- [Excerpt]:
A consequence of the fact that we are using the actual silicon as validation vehicle is that we must account for factors arising from physical reality in functional debug, e.g., effects of temperature, electrical noise, etc. For example, a logical error may be masked by a glitch or fluctuating voltage levels, and may even require a certain thermal range to reproduce. A key challenge in post-silicon validation is consequently to find a recipe (e.g., via tuning of different physical, functional, and nonfunctional parameters) to make a bug reproducible. On the other hand, a positive factor is that the notion of "reproducibility" in post-silicon is somewhat weaker than that in pre-silicon validation. Since post-silicon validation is fast, an error that reliably appears once in a few executions (even if not 100% of the time) is still considered reproducible for post-silicon. Nevertheless, given the large space of parameters, ensuring reproducibility to the point that one can use it to analyze and diagnose the error is a significant challenge.

# D. Security and Power Management Challenges

Modern SoC designs incorporate highly sophisticated architectures to support aggressive energy and security requirements. These architectures are typically defined independently by disparate teams with complex flows and methodologies of their own, and include their unique design, implementation and validation phases. A thorough treatment of these activities is outside the scope of this paper. However, it is important to understand the interaction of these features with post-silicon (functional) validation. The challenge of security on observability is more direct, and has also been discussed before [18]. SoC designs include a large number of assets, e.g., cryptographic keys, DRM keys, firmware, debug mode, etc., which must be protected from unauthorized access. Unfortunately, post-silicon observability and the DfD infrastructure in silicon provide an obvious way to access such assets. Furthermore, much of the DfD infrastructure is available on-field to facilitate survivability. This permits their exploitation by malicious hackers to gain

unauthorized access to the system assets after deployment. Indeed, many celebrated system hacks [19], [20] have made use of post-silicon observability features. Such exploits can be very subtle and difficult to determine in advance, while having a devastating impact to the product and company reputation once carried out. Consequently, a knee-jerk reaction is to restrict DfD features available in the design. On the other hand, lack of DfD may mean making post-silicon validation difficult, long, and even intractable. This may mean delay in product launch; with aggressive time-to-market requirement, a consequence of such delay can be loss of billions of dollars in revenue or even missing the market for the product altogether.

- [Data segment]:
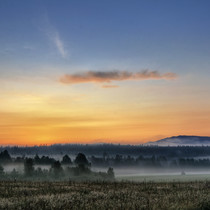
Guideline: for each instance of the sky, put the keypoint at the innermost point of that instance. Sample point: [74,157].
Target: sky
[89,71]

- [Description of the task]: Reproduce the passage on post-silicon validation word for word, starting with "unauthorized access to" and going on through "the product altogether.".

- [Result]:
unauthorized access to the system assets after deployment. Indeed, many celebrated system hacks [19], [20] have made use of post-silicon observability features. Such exploits can be very subtle and difficult to determine in advance, while having a devastating impact to the product and company reputation once carried out. Consequently, a knee-jerk reaction is to restrict DfD features available in the design. On the other hand, lack of DfD may mean making post-silicon validation difficult, long, and even intractable. This may mean delay in product launch; with aggressive time-to-market requirement, a consequence of such delay can be loss of billions of dollars in revenue or even missing the market for the product altogether.